__PROBLEM DESCRIPTION__: A complete answer lists every line of the material where the string "noun" occurs.

__GIVEN RECORDS__:
____

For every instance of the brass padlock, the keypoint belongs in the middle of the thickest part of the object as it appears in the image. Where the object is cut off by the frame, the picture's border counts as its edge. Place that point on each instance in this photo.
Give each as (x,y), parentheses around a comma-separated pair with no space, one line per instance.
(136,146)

____

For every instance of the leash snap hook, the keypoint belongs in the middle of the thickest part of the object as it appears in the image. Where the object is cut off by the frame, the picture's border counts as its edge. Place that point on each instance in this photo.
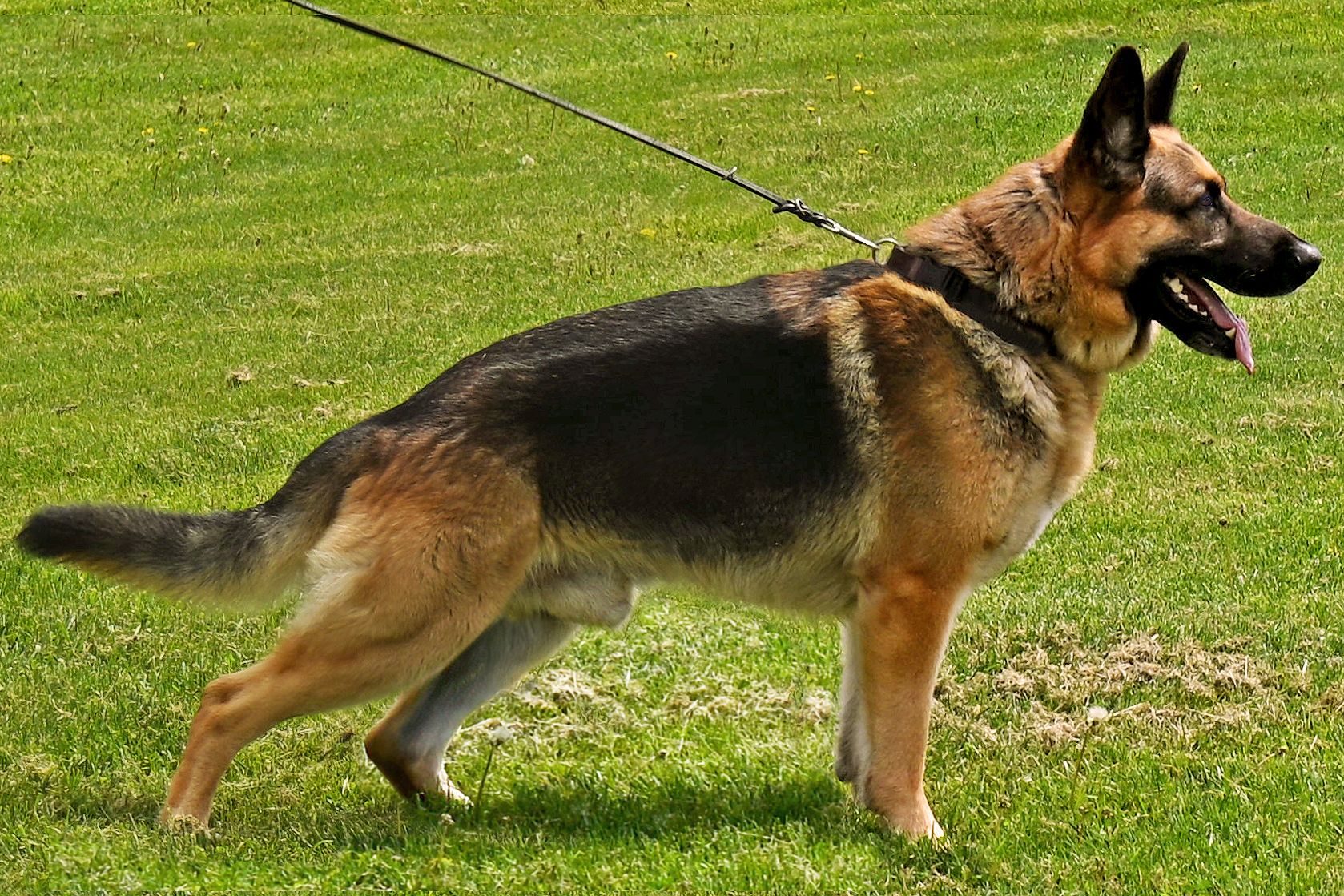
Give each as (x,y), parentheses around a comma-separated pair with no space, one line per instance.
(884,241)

____

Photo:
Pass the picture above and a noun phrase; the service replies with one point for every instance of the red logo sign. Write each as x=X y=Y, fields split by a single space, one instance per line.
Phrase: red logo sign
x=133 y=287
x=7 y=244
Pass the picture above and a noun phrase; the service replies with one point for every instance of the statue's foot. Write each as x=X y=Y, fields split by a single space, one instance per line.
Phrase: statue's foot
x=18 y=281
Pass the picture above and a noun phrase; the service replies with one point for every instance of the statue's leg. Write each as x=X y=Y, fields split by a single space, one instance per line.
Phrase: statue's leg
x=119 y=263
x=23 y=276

____

__ANSWER SECTION__:
Pass the picture above and a noun phrase; the service replies with one point for every instance of the red logo sign. Write each as x=X y=Y, fields split by a single space, one instance per line.
Pass the picture above and a noun phrase; the service replies with one point for every instance of the statue's foot. Write each as x=X y=Y, fields split by a single space, one instance per line.
Pass the picture above and a noun phrase; the service replies with one point for every instance of the statue's leg. Write each as x=X y=Y, fields split by a single space, one instance per line.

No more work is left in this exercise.